What is being asked: Repeat every record exactly, but keep images out of the copy.
[Begin]
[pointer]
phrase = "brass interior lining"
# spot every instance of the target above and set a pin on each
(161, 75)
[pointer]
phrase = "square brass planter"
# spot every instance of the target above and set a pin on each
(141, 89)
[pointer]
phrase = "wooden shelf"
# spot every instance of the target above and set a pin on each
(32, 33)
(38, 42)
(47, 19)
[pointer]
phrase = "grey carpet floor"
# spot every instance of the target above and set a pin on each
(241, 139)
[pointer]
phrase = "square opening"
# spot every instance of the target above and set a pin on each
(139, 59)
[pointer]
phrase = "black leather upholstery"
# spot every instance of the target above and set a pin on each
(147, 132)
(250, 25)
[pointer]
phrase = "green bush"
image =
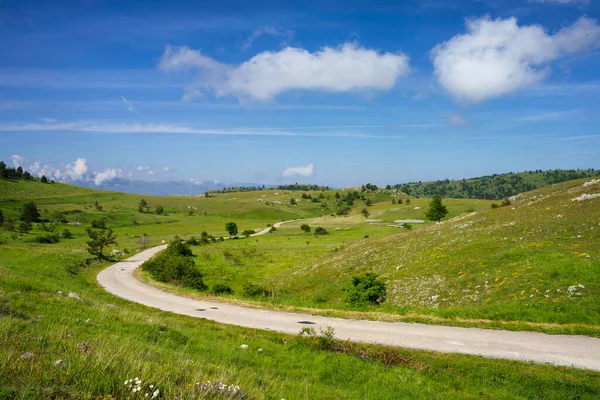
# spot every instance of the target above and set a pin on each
(305, 227)
(175, 265)
(319, 230)
(366, 289)
(254, 290)
(220, 288)
(50, 238)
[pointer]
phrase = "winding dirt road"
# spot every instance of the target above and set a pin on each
(575, 351)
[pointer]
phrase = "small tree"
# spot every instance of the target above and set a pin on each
(30, 213)
(99, 240)
(436, 210)
(305, 228)
(231, 228)
(320, 231)
(366, 288)
(24, 226)
(143, 241)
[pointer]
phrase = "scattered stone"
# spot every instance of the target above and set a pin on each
(74, 296)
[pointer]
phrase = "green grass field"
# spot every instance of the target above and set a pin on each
[End]
Solution below:
[pointer]
phrase = "brass interior lining"
# spot every instance of the target above and set a pin on each
(161, 75)
[pointer]
phrase = "square brass planter"
# spot every instance of the target above and set a pin on each
(141, 89)
[pointer]
phrase = "wooden shelf"
# spot every instance of the target above and set a pin on each
(32, 33)
(38, 42)
(47, 19)
[pointer]
phrase = "grey carpet floor"
# spot every instance of the target above and set a pin on each
(241, 139)
[pointer]
phrase = "square opening"
# spot every instance of the target above and set a pin on each
(139, 59)
[pointer]
phrase = "black leather upholstery"
# spot every instance of the target above and set a pin on each
(147, 132)
(250, 25)
[pointer]
phrase = "green bush"
image =
# spot every instance of the target above and set a pin on each
(305, 227)
(175, 265)
(319, 230)
(366, 289)
(254, 290)
(220, 288)
(50, 238)
[pointer]
phrase = "winding dirt road"
# spot every instance of the target above and set a pin on each
(575, 351)
[pointer]
phrase = "small tree"
# spot every instance of the target above and set a pin on each
(30, 213)
(99, 240)
(436, 210)
(305, 228)
(231, 228)
(320, 231)
(366, 288)
(24, 226)
(143, 241)
[pointer]
phrase = "scattered stone"
# spot every instance of the target above and set a pin on each
(74, 296)
[pointer]
phrase = "green grass field"
# spot every instance of the target above and set a pin on each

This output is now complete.